Supplied text –
If they can't think, they are a cat toy. Have fun with them.
My favorite grocery weirdness was when Kroger used to put stickers saying "Great meals begin at Kroger!" on everything. Yes, including the TP and the cat litter I bought. Beth and I laughed our collective butts off at that one.
I hope the application for the tracker card had space for a phone number. Sing it with me... 8-6-7-5-3-0-niiieeiine!
lergnom, I never sign up for the customertracker/discount card, but just enter my phone number. Well, a phone number. It seems someone has always entered (local area code) 867-5309.
Did ya one better, Ms Butts. After filling out a bogus sign-up, I found one of the keychain sized cards on the floor of the store. I dropped mine and picked up the stray.
Been usin' it for 'bout 6 years at Big Bird (Giant Eagle)...
I never give my true information to these stores. Not surprisingly there is a website devoted to this. Check out Consumers Against Supermarket Privacy Invasion and Numbering
I'm Mrs. Smart Shopper, 1 Elm St., Anytown.
Sometimes I sign my credit card slips that way, too. Never had a complaint.
I use the name Winston Smith living at 123 Main #101. The phone number I give them is the local milliwatt test line. In case you didn't already know, 0 dBm is really loud. Precision dial tone is -13 dBm per tone for a combined volume of -10 dBM.
Oh, why didn't I think of doing that?????!!!!
I would have loved to have been able to have heard that conversation first hand.
Whoops! Didn't mean be be anonymous with the Winston Smith comment. Sorry about that.
Joe
I resisted the "tracker card" for a few years and then signed up with the usual bogus info.

Supplied data –

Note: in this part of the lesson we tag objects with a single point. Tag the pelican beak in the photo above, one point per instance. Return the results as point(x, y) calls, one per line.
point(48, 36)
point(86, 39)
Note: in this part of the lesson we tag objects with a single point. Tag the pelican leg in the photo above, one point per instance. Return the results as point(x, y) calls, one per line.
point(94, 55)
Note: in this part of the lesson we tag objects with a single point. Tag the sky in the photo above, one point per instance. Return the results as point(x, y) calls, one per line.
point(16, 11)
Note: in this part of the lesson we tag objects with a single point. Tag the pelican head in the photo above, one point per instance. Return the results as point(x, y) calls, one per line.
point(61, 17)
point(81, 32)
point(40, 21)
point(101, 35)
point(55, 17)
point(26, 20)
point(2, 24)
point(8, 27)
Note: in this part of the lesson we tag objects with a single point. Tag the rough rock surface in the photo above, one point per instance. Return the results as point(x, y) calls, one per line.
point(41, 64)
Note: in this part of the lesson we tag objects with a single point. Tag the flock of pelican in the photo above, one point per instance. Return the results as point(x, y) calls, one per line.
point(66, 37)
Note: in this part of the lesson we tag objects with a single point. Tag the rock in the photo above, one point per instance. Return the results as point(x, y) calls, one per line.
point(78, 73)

Directive –
Write the next part of the comment thread on giving stores fake details for grocery loyalty cards, starting after its last comment.

Response below –
I'd loan it to the person in front of me if they didn't have one and if the cashier didn't have one for them to use.
Then one day as I was digging mine out for someone else to use, the cashier said that she couldn't loan her's as they had just fired an employee of 17 years for loaning his to a customer.
I threw mine away and haven't shopped at Krogers for almost 4 years now.
I figure that if they don't treat thier employees decently, then they won't get my dinero either.
Tokarev
( I think I'm getting old n'grouchy)
I still have my Dad's spare card he gave me when I was maybe 17 and could take the car to run errands.
He probably won't mind, he's a liberal. Privacy is only important when people you don't like try to take it away!
Oh and I've also seen that "OK?" as an invetation to haggle, and the clerk was also not amused with me.
Oh well, once they plug the data into the computer, they'll probably figure out that there is no "Seymour Butts" living at "1122 Boogie Woogie Avenue"...
Nah, they don't care. (I'm an analyst, but in industry where, by law, we have to get real names etc.) If I weren't, I'd only ever go through the names to set up a weekly tournament to see who was the most creative.
They have all the fun. :-(
Funny, I work for the company you all are railing against (there's only one of us), and I assure you the customer card isn't as nefarious as you're made to believe. CASPIN is a joke and spreads as much misinformation as the anti-gun lobby.
However if you wish to truly remain anonymous, pay cash and cash only. If you pay using a check, credit, or debit card - you're tracked. That number is actually better for our systems as we can cross reference it.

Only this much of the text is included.